[DATA ENTRIES]

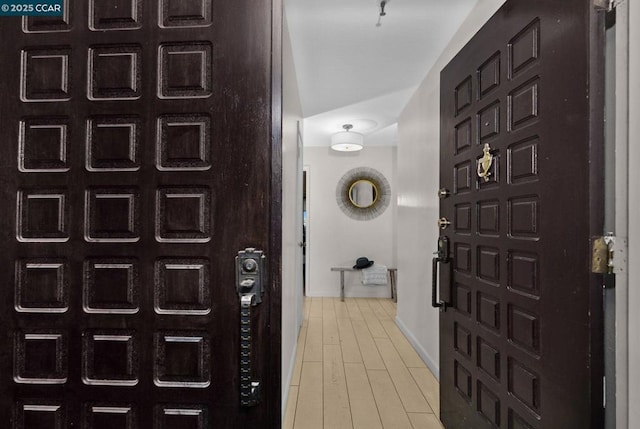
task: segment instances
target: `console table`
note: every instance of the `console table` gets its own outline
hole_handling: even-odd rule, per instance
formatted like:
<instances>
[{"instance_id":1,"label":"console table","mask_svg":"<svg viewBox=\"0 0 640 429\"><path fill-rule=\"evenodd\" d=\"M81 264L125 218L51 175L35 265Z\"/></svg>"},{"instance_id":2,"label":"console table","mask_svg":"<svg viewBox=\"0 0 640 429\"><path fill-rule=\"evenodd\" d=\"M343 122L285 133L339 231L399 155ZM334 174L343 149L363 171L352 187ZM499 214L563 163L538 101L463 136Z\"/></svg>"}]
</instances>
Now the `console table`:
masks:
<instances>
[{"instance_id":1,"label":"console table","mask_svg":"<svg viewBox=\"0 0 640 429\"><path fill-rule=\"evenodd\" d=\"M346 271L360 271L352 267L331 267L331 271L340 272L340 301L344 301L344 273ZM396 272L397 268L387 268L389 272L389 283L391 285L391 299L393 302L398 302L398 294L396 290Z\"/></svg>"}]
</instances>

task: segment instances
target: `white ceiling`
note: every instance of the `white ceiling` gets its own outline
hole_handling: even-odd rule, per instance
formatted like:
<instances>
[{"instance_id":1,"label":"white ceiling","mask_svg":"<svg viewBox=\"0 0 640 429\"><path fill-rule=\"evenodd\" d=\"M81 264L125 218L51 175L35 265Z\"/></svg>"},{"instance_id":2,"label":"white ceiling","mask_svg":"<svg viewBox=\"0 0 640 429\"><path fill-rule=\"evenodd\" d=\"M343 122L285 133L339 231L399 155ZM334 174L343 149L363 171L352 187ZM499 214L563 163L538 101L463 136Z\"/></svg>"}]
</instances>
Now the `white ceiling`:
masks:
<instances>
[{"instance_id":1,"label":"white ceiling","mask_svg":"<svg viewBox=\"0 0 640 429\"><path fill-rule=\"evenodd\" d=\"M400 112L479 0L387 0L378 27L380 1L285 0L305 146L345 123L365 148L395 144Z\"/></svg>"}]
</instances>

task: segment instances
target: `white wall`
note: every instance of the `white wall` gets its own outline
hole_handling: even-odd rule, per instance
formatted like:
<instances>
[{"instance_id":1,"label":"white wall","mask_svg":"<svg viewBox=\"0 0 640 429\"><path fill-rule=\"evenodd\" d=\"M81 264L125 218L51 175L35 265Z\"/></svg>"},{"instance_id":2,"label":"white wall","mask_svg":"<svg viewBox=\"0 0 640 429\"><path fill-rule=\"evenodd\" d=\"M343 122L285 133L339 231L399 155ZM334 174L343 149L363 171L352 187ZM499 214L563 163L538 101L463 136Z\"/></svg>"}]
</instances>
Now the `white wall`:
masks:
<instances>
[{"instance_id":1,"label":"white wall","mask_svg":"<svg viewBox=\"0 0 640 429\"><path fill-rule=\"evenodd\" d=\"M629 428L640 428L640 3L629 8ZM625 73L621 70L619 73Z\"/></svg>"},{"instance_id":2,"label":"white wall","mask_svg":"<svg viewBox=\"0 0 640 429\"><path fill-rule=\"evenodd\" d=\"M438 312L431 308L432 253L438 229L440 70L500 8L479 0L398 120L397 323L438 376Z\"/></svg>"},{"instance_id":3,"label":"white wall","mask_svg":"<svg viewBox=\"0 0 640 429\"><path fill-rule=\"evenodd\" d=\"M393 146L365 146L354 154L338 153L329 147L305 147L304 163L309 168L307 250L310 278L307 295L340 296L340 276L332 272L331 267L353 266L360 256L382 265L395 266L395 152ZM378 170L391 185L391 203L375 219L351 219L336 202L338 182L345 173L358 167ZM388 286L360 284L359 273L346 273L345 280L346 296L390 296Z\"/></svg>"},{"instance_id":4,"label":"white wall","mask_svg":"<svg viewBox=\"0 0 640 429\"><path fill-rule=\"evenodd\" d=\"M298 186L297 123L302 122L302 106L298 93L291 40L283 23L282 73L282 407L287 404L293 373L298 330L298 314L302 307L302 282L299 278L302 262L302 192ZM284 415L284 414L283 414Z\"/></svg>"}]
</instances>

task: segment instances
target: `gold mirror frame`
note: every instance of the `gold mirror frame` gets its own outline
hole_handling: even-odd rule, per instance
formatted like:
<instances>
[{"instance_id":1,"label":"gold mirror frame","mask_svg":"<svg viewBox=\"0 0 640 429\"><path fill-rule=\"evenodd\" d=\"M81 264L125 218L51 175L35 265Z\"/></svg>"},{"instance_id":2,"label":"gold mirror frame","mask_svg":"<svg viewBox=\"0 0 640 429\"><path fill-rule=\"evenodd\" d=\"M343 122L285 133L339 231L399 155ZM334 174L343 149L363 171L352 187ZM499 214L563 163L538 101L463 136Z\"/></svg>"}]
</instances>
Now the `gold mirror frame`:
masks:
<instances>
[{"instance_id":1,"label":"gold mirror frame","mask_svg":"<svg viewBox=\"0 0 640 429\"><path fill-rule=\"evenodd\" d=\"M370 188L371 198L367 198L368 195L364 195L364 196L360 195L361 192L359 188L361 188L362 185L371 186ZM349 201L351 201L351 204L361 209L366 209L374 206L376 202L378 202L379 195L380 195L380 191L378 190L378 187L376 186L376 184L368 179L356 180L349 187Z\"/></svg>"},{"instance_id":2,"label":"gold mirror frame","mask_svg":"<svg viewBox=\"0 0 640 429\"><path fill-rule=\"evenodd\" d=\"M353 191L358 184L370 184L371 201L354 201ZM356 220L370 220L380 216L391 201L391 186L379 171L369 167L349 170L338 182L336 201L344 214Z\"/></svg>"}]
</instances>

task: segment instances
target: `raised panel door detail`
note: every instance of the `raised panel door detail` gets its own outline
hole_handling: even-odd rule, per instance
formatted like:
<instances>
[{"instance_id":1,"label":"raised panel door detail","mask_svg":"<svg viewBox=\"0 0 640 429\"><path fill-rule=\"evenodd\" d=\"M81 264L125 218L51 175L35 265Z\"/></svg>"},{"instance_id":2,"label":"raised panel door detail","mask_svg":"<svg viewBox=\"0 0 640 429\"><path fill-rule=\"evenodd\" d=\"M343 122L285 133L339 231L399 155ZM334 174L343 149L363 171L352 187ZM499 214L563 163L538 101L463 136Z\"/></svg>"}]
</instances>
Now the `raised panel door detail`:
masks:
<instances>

[PROBLEM REQUIREMENTS] Count the lines in the material above that contain the string "note", with case counting, and state only the resulting number.

[RESPONSE BELOW] 5